::: EXTRACTED INFORMATION
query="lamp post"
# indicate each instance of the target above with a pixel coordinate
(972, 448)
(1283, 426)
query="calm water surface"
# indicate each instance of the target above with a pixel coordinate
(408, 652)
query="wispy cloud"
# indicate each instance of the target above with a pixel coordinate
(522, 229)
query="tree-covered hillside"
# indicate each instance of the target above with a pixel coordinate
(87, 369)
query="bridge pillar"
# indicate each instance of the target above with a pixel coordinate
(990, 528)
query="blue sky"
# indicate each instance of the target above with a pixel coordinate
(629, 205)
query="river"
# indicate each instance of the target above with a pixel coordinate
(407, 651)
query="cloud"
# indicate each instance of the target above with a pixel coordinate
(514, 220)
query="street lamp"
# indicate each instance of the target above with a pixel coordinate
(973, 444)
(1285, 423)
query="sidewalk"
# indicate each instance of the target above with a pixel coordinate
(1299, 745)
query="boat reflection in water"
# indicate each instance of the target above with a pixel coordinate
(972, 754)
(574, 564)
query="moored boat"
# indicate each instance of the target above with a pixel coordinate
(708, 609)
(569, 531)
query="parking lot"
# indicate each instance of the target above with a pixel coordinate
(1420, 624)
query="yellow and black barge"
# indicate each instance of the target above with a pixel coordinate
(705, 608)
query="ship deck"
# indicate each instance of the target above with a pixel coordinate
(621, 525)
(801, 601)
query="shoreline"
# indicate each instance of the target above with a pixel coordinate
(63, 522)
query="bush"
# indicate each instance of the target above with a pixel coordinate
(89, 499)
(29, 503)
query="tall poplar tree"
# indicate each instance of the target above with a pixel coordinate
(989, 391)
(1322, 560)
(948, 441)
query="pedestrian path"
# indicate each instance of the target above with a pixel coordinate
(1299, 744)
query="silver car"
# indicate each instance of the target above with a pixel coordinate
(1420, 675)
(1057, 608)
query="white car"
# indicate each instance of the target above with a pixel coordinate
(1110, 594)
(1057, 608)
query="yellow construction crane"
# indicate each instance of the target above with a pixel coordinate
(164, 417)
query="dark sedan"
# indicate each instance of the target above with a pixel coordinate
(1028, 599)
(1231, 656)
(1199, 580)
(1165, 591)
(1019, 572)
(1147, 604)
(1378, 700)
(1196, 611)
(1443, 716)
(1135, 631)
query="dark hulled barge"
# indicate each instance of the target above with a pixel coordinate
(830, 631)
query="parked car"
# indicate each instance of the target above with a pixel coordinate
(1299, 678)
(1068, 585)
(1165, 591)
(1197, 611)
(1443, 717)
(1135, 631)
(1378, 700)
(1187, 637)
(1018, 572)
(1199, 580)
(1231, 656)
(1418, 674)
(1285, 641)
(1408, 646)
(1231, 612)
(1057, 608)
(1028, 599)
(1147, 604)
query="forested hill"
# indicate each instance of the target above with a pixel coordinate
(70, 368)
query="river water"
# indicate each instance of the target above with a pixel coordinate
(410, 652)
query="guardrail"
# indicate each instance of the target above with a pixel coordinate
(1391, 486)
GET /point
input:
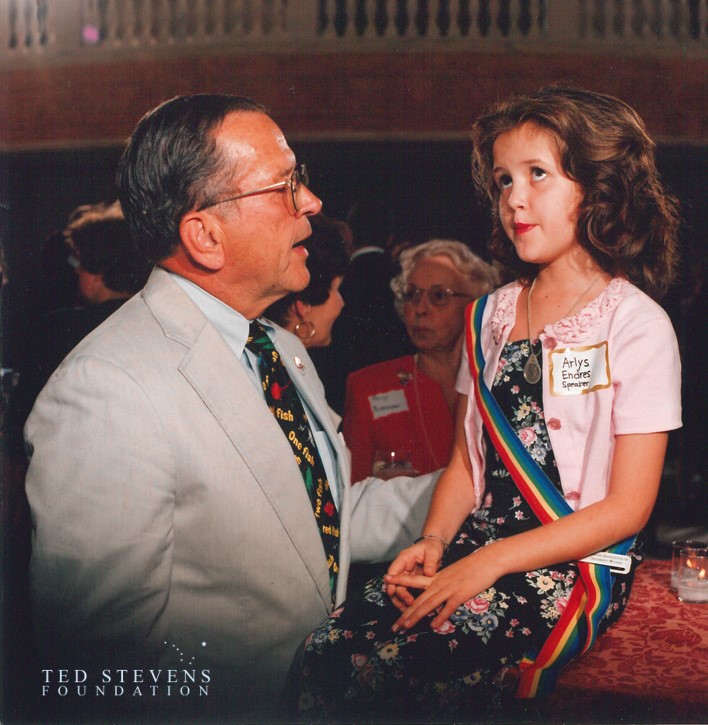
::::::
* _JOB_
Turn all of the data above into a numbered list, one line per number, and skip any blank lines. Leave the pictures out of your answer.

* _OUTPUT BELOW_
1. query="lamp post"
2. # indicate each instance of the target above with a pixel coordinate
3. (972, 448)
4. (1283, 426)
5. query="calm water surface"
6. # indicate each instance of the target above with a pixel coordinate
7. (408, 652)
8. query="wispy cloud"
9. # indicate each instance of the target above with a pixel coordinate
10. (522, 229)
11. query="tree-covered hillside"
12. # indicate each instance of the target above with a pixel coordinate
13. (87, 369)
14. query="bridge pillar"
15. # indicate each instance of the target above with a pixel coordinate
16. (990, 528)
17. query="blue sky"
18. # indicate each instance of the target above with a pixel coordinate
19. (629, 205)
20. query="river"
21. # indicate each instance of the target above with a pixel coordinate
22. (407, 651)
23. query="cloud"
24. # indicate each instance of the target above with a pixel coordinate
25. (514, 220)
26. query="street lamp"
27. # indicate each instance of the target above with a pixel coordinate
28. (973, 444)
29. (1285, 423)
30. query="sidewalk"
31. # indicate each instance of the target above with a pixel coordinate
32. (1299, 745)
33. query="boat reflection in water"
34. # indicate each instance of the target above with a pixel coordinate
35. (972, 754)
36. (574, 564)
37. query="moored boat"
38. # indicate each instance of the target above with a pixel coordinate
39. (708, 609)
40. (569, 531)
41. query="parking lot"
42. # indicate each instance of the target above with a pixel coordinate
43. (1420, 624)
44. query="yellow and black barge"
45. # indicate each instance of the target above with a pixel coordinate
46. (705, 608)
47. query="ship deck"
48. # indicate each instance of the target above with a pixel coordinate
49. (621, 525)
50. (801, 601)
51. query="shoreline"
52. # indicate each instance of the target above with a pixel coordinate
53. (63, 522)
54. query="bush"
55. # indicate each instance of the target above with a pixel coordinate
56. (89, 499)
57. (29, 503)
58. query="tall poplar tree"
59. # indicate each instance of the target above with a pixel coordinate
60. (989, 391)
61. (1322, 560)
62. (948, 441)
63. query="pedestrian path"
64. # indicate each instance of the target above with a pixel coordinate
65. (1299, 744)
66. query="silver car"
67. # indicate each instance of the target above with a pixel coordinate
68. (1420, 675)
69. (1057, 608)
70. query="white car"
71. # indicate each instance of the target above with a pixel coordinate
72. (1110, 594)
73. (1057, 608)
74. query="yellow construction crane"
75. # indicate each instance of the target above with a pixel coordinate
76. (164, 417)
77. query="dark sedan"
78. # indicate each instance of the target above with a pixel coordinate
79. (1028, 599)
80. (1231, 656)
81. (1199, 580)
82. (1165, 591)
83. (1019, 572)
84. (1147, 604)
85. (1378, 700)
86. (1196, 611)
87. (1443, 716)
88. (1135, 631)
89. query="dark hulled barge"
90. # indicate each instance of the target above with a pixel coordinate
91. (830, 631)
92. query="parked car"
93. # indicate each instance of the target above with a pixel coordinate
94. (1299, 678)
95. (1068, 585)
96. (1165, 591)
97. (1197, 611)
98. (1443, 717)
99. (1135, 631)
100. (1378, 700)
101. (1187, 637)
102. (1018, 572)
103. (1199, 580)
104. (1231, 656)
105. (1418, 674)
106. (1285, 641)
107. (1408, 646)
108. (1231, 612)
109. (1057, 608)
110. (1028, 599)
111. (1147, 604)
112. query="forested hill"
113. # indicate each instance of the target above with a pixel coordinate
114. (70, 368)
115. query="river water"
116. # indicate each instance of the target above with a pixel coordinate
117. (410, 652)
118. query="guardrail"
119. # indicate each instance of the target above with a pixel coordinate
120. (1391, 486)
121. GET /point
122. input:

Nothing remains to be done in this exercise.